# [Exercise]
Please reproduce the records word for word, from the line containing "Where in the photo above do you see the woodland" through the line containing "[447,379,1280,476]", both of those lines included. Omit the pictures.

# [Records provided]

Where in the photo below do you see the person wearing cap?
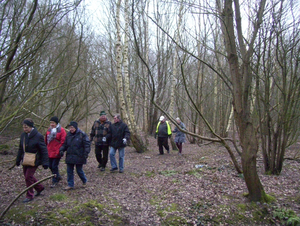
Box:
[90,111,111,171]
[172,117,186,155]
[154,116,172,155]
[109,114,130,173]
[59,121,91,190]
[45,116,67,188]
[16,118,49,203]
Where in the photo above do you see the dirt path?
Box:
[0,138,300,225]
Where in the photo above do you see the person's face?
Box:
[114,116,120,122]
[69,126,76,133]
[23,124,32,133]
[100,115,106,122]
[50,121,57,129]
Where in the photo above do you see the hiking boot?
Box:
[22,198,33,203]
[50,182,58,188]
[34,188,45,197]
[64,186,73,191]
[110,168,118,172]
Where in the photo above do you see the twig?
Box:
[0,174,56,220]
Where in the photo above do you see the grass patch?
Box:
[273,209,300,226]
[145,170,155,177]
[159,170,178,177]
[50,193,67,201]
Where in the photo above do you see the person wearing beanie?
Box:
[90,111,111,171]
[154,116,172,155]
[16,118,49,203]
[45,116,67,188]
[109,114,130,173]
[172,117,186,155]
[59,121,91,190]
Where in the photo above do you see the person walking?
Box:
[16,118,49,203]
[59,121,91,190]
[45,116,67,188]
[90,111,111,171]
[154,116,172,155]
[172,117,186,155]
[109,114,130,173]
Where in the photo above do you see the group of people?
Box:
[16,111,130,203]
[16,111,186,203]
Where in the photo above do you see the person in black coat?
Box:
[16,118,49,203]
[109,114,130,173]
[59,121,91,190]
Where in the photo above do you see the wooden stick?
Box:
[0,174,56,220]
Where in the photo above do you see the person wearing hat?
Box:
[16,118,49,203]
[90,111,111,171]
[109,114,130,173]
[154,116,172,155]
[45,116,67,188]
[59,121,91,190]
[172,117,186,155]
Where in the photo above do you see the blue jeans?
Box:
[109,147,125,170]
[67,164,87,188]
[49,158,60,183]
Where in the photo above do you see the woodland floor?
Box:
[0,137,300,225]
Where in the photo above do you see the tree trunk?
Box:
[219,0,265,201]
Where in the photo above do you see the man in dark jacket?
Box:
[109,114,130,173]
[59,121,91,190]
[16,118,49,203]
[90,111,111,171]
[155,116,172,155]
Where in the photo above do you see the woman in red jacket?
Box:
[45,116,67,188]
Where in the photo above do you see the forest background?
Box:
[0,0,300,220]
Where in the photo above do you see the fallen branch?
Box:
[0,174,56,220]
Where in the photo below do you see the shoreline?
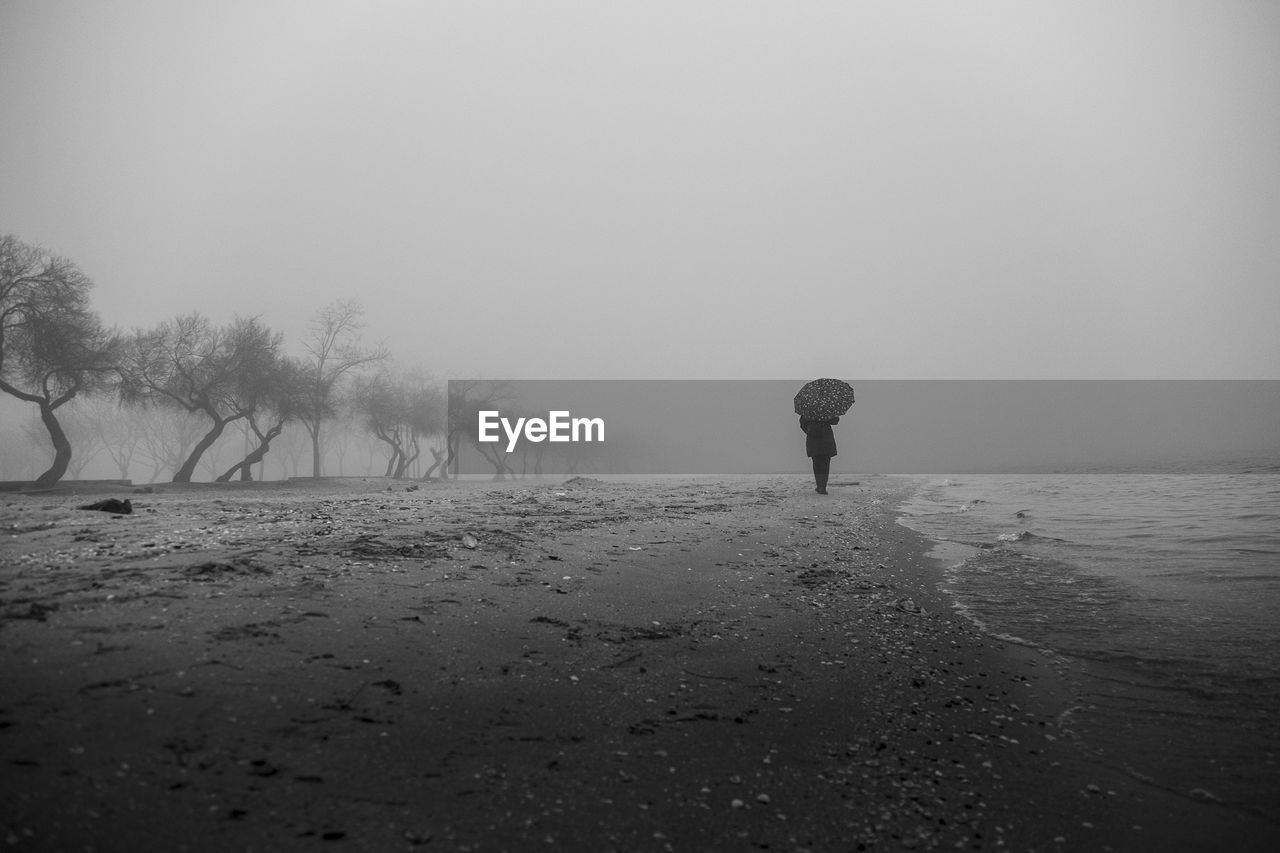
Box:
[0,475,1277,850]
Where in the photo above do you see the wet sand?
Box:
[0,476,1280,852]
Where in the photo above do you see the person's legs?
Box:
[813,456,831,494]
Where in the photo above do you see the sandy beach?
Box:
[0,475,1280,852]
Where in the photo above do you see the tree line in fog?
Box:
[0,234,500,487]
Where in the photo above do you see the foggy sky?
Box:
[0,0,1280,379]
[461,380,1280,474]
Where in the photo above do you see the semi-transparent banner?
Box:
[447,379,1280,476]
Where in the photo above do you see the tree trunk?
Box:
[36,401,72,488]
[303,418,320,476]
[218,421,284,483]
[173,415,241,483]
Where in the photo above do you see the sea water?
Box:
[902,465,1280,820]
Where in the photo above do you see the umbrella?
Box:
[795,379,854,420]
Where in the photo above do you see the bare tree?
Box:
[218,357,307,483]
[442,379,512,479]
[0,234,119,485]
[123,314,282,483]
[300,300,388,476]
[356,371,444,479]
[81,397,143,480]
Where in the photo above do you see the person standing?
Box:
[800,416,840,494]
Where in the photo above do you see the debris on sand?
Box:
[78,498,133,515]
[561,476,604,488]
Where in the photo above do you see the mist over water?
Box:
[902,471,1280,813]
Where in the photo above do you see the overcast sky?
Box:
[0,0,1280,379]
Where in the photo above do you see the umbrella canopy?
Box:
[795,379,854,420]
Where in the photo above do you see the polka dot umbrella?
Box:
[795,379,854,420]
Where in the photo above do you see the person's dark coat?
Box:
[800,418,840,456]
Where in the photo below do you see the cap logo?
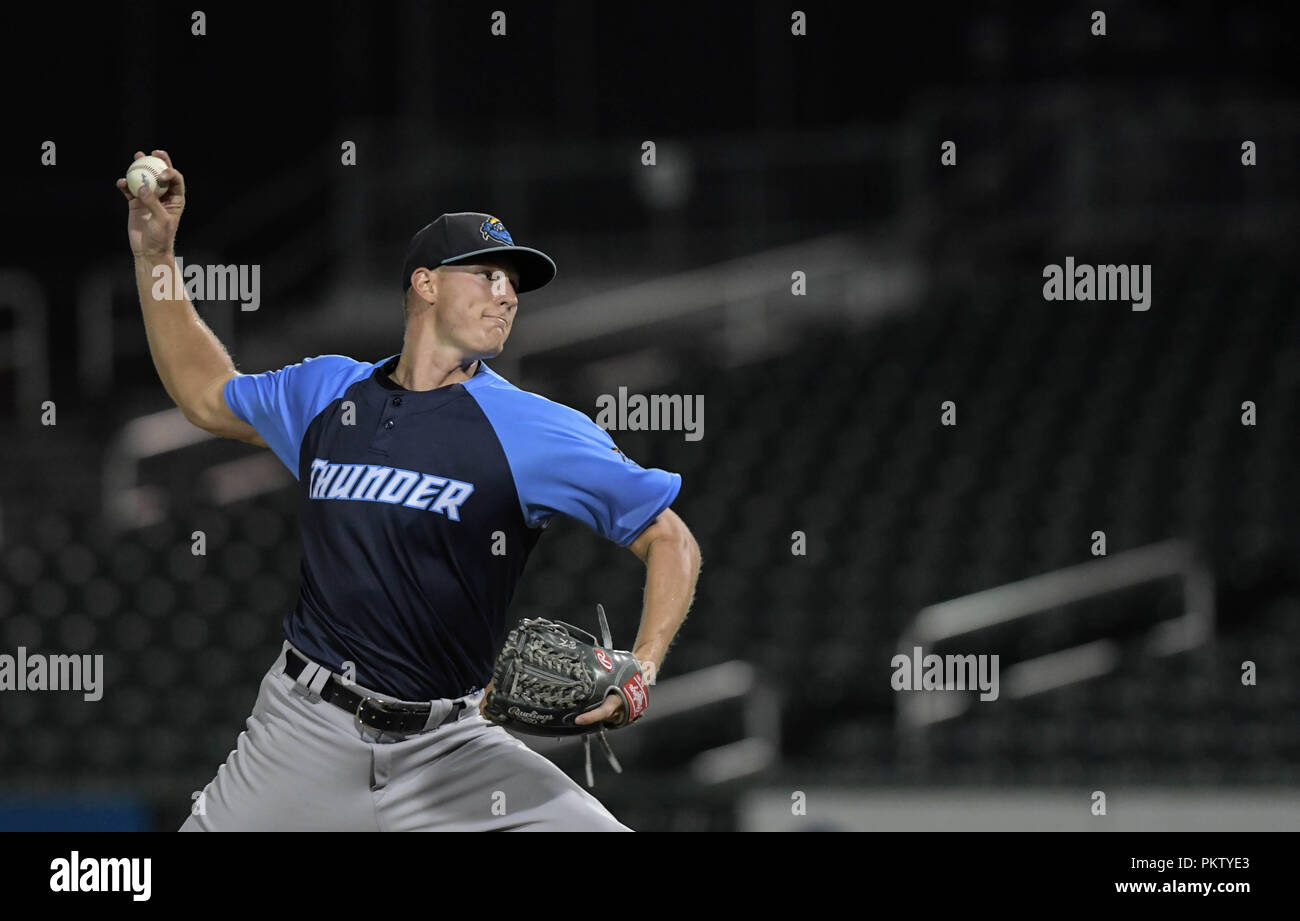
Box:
[478,217,515,246]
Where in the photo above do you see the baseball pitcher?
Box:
[117,151,701,831]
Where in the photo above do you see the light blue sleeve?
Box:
[224,355,374,477]
[475,388,681,546]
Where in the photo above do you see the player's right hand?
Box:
[117,151,185,256]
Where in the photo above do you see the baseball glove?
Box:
[484,605,650,786]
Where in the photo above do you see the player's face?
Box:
[438,263,519,359]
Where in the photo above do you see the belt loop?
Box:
[294,660,329,702]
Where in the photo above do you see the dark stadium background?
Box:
[0,0,1300,830]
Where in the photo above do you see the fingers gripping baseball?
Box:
[117,151,185,256]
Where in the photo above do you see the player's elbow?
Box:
[631,509,702,572]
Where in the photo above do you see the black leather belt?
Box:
[285,649,465,735]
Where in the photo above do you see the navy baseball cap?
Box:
[402,211,555,294]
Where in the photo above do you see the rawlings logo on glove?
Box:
[482,605,650,786]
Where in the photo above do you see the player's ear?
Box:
[410,268,438,304]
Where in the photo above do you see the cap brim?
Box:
[442,246,555,294]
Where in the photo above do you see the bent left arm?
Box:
[575,509,702,725]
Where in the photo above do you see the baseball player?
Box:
[117,151,699,831]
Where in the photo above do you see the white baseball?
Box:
[126,156,168,195]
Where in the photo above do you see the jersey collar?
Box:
[371,353,504,393]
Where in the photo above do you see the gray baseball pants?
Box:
[181,641,631,831]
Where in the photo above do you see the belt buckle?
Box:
[352,697,406,738]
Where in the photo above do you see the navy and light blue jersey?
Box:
[225,355,681,700]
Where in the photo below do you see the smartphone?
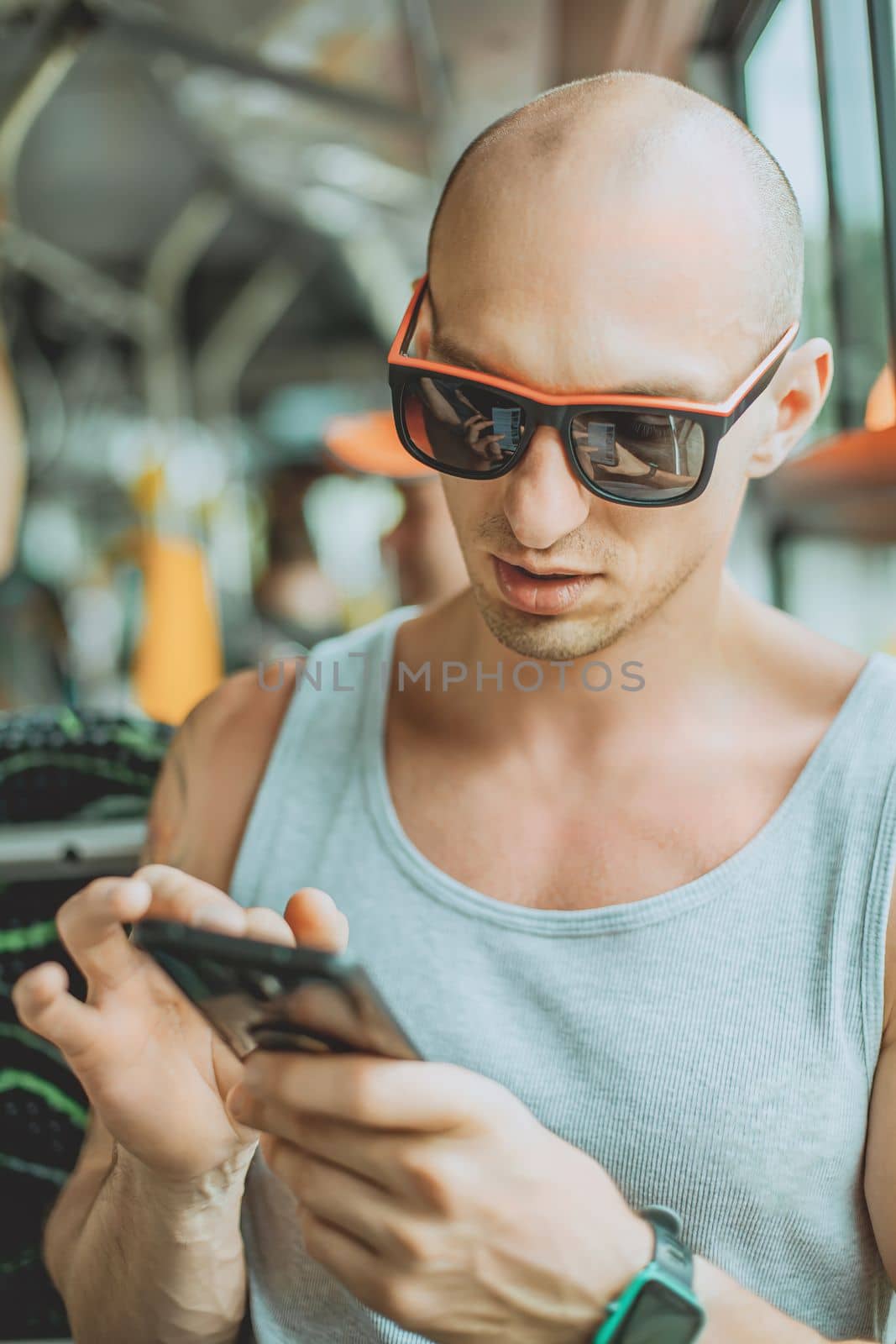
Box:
[130,919,422,1059]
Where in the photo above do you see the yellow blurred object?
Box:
[130,464,165,515]
[343,589,390,630]
[865,365,896,428]
[133,533,224,723]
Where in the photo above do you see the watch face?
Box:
[619,1282,704,1344]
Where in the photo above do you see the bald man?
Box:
[15,72,896,1344]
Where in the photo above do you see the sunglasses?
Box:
[388,276,799,508]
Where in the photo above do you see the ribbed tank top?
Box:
[231,606,896,1344]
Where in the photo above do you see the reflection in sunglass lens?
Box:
[572,407,705,500]
[401,378,525,473]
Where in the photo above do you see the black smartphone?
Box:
[130,919,422,1059]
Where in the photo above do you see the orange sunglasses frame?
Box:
[388,276,799,508]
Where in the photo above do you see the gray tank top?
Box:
[231,607,896,1344]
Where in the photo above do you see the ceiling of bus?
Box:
[0,0,708,424]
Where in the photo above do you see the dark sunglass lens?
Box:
[572,408,705,500]
[401,378,525,475]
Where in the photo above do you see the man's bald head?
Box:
[427,71,804,399]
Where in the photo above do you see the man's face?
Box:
[421,122,770,660]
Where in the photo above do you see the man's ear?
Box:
[410,289,434,359]
[747,336,834,479]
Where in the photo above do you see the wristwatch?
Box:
[592,1205,706,1344]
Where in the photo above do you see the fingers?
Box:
[284,887,348,952]
[246,906,296,948]
[236,1050,475,1131]
[134,863,246,934]
[12,961,101,1062]
[56,878,152,988]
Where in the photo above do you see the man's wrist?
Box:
[112,1141,258,1225]
[582,1210,654,1344]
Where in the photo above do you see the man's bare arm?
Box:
[43,674,298,1344]
[865,865,896,1286]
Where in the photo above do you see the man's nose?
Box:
[504,425,592,551]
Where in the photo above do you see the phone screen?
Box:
[133,919,421,1059]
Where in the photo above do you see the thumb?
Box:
[284,887,348,952]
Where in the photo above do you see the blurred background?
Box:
[0,0,896,723]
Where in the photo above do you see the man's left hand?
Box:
[228,1051,652,1344]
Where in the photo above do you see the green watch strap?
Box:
[592,1205,706,1344]
[641,1205,693,1290]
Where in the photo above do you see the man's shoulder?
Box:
[144,660,300,890]
[760,607,896,726]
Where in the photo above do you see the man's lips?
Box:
[491,555,600,616]
[495,554,599,580]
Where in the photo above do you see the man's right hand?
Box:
[12,864,348,1181]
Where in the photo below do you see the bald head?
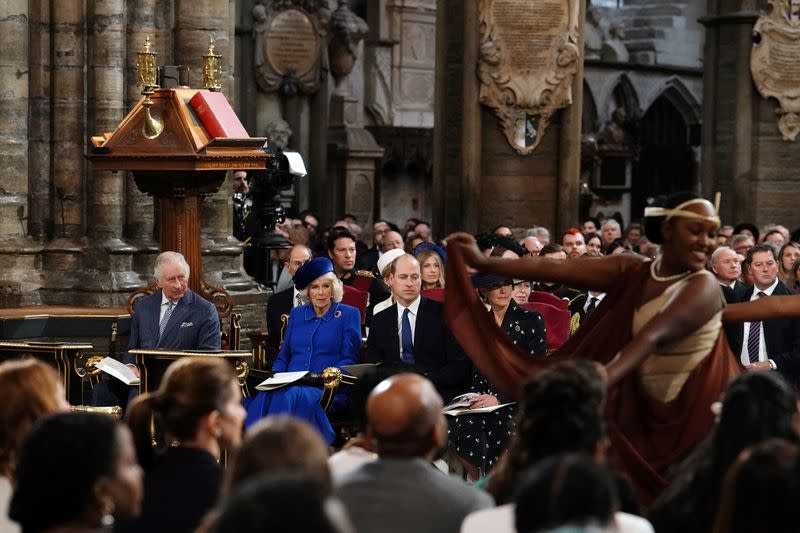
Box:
[367,374,447,457]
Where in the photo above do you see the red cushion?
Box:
[420,287,444,302]
[522,302,571,352]
[528,291,569,309]
[342,285,369,324]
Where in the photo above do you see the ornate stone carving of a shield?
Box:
[478,0,581,155]
[750,0,800,141]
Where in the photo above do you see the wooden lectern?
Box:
[87,88,272,318]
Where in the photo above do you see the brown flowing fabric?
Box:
[444,246,741,504]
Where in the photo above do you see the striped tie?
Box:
[747,292,766,363]
[158,302,175,341]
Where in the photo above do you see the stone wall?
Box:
[0,0,263,336]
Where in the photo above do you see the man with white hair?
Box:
[93,252,222,406]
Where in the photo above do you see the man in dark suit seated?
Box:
[337,372,493,533]
[725,244,800,386]
[266,244,313,368]
[708,246,751,304]
[92,252,222,406]
[367,254,470,401]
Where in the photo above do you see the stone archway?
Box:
[631,88,697,220]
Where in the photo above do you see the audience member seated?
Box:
[778,242,800,289]
[583,233,603,253]
[266,244,312,368]
[713,439,800,533]
[372,248,406,315]
[533,244,583,304]
[0,359,69,533]
[513,279,532,305]
[648,372,800,533]
[223,415,331,494]
[462,360,652,533]
[603,239,633,255]
[450,273,547,480]
[120,358,245,533]
[338,374,492,533]
[600,218,622,247]
[246,257,361,444]
[514,454,619,533]
[92,252,222,407]
[367,254,469,401]
[490,235,529,259]
[9,413,144,533]
[413,242,447,290]
[211,472,354,533]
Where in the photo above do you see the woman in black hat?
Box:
[451,272,547,479]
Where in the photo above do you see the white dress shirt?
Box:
[397,296,422,358]
[739,278,778,366]
[583,292,606,313]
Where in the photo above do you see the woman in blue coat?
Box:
[246,257,361,444]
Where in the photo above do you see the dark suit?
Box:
[367,296,470,403]
[266,286,294,368]
[123,289,222,364]
[725,281,800,385]
[92,289,222,407]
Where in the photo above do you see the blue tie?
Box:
[747,291,767,363]
[401,307,414,364]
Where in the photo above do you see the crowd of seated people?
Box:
[7,205,800,533]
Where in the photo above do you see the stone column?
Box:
[174,0,234,92]
[39,0,87,305]
[28,0,53,242]
[0,0,40,307]
[79,0,141,305]
[52,0,86,237]
[552,0,586,235]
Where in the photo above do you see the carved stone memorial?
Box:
[478,0,581,155]
[750,0,800,141]
[253,2,323,94]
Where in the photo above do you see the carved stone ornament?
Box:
[750,0,800,141]
[478,0,581,155]
[252,0,330,96]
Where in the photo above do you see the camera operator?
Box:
[233,170,267,285]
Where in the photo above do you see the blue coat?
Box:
[123,289,222,364]
[245,303,361,444]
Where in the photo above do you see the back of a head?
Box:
[644,191,700,244]
[714,439,800,533]
[125,358,235,469]
[226,416,331,492]
[514,454,618,533]
[0,359,66,477]
[487,360,606,504]
[713,372,800,483]
[213,473,347,533]
[518,361,605,461]
[8,413,117,533]
[367,373,446,457]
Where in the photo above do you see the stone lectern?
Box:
[87,88,272,318]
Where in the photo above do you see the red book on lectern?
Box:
[189,91,250,139]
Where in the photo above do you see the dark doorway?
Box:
[631,95,696,220]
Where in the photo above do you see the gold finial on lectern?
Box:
[203,37,222,91]
[136,35,164,139]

# [The output]
Where in the photo above do you see the woodland floor?
Box:
[0,137,300,225]
Where in the photo above do you see the tree trunk?
Box:
[219,0,265,201]
Where in the photo above do you see the man in dark jacket?
Box:
[109,114,130,173]
[59,121,91,190]
[16,118,49,203]
[90,111,111,171]
[155,116,172,155]
Where in the photo above do you see the woman in red jacket?
Box:
[45,116,67,188]
Where in the photo above do you see the forest background?
Box:
[0,0,300,220]
Where in the photo above do you see the fallen branch?
Box:
[0,174,56,220]
Where in the photo below do you see the shoreline?
Box:
[0,475,1277,850]
Where in the photo above do you see the wet sand?
Box:
[0,476,1280,852]
Where in the photo above do you see the person's legs?
Box:
[813,456,831,494]
Where in the photo above do you see the sandy beach?
Box:
[0,475,1280,852]
Where in the photo above do you see the tree line in fog?
Box:
[0,234,500,487]
Where in the photo above do you see the foggy sky?
Box:
[0,0,1280,379]
[461,380,1280,474]
Where in the photo above do you see the semi-transparent banner?
Box:
[447,379,1280,476]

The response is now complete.